◆ EXERCISE
Print the entries verbatim, leaving out the images they contain.

◆ DATASET RECORDS

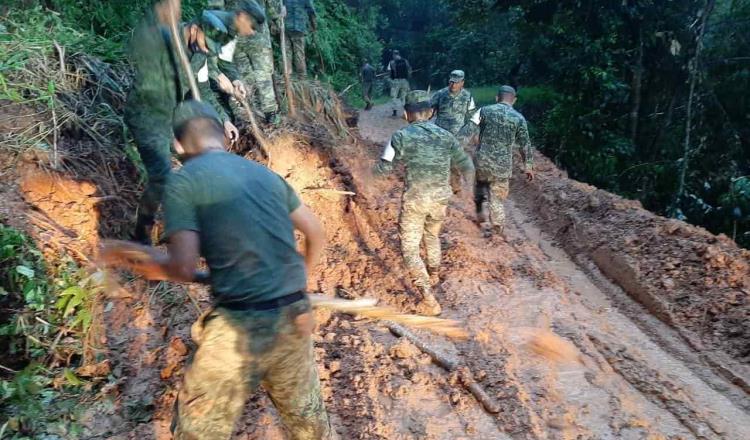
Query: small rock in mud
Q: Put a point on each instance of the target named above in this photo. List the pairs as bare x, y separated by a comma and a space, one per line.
455, 397
404, 350
334, 367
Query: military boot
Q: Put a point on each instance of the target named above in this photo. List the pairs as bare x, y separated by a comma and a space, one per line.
482, 216
434, 275
143, 230
429, 305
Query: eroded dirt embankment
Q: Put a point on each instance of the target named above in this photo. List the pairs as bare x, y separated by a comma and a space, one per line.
696, 282
628, 386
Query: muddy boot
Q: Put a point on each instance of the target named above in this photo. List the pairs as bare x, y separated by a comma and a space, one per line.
143, 230
429, 305
273, 118
434, 275
482, 217
495, 233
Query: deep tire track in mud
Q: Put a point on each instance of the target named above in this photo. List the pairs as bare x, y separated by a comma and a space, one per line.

◆ ANSWER TO THE TASK
Query: small rock in mud
Q: Put a point on each instance of the target named above in this photo. List the pairs as bare x, y separated by a comma and a space, one per line.
455, 397
404, 350
334, 367
Query: military boot
Q: Put a point on each instance of the target named above in this photo. List the pairs as bare x, y separated by a comma and a space, one per line.
482, 216
434, 275
143, 230
429, 305
Query: eroded dirt embankment
Q: Put a point on each instance of the target named above in this photo. List the pairs as bare x, y separated by a comma and a space, one per line.
696, 282
628, 386
Query: muddy boot
Q: Put a point on each instance of the target named above in this photo. List the pairs as bare x, y separated by a comma and a space, one per line.
143, 230
429, 305
273, 118
434, 275
482, 217
495, 233
Query: deep tire track in mud
Q: Put a point on each instance of the target named above in this photo. List the pairs as bare x, y separated by a comma and a space, one per line.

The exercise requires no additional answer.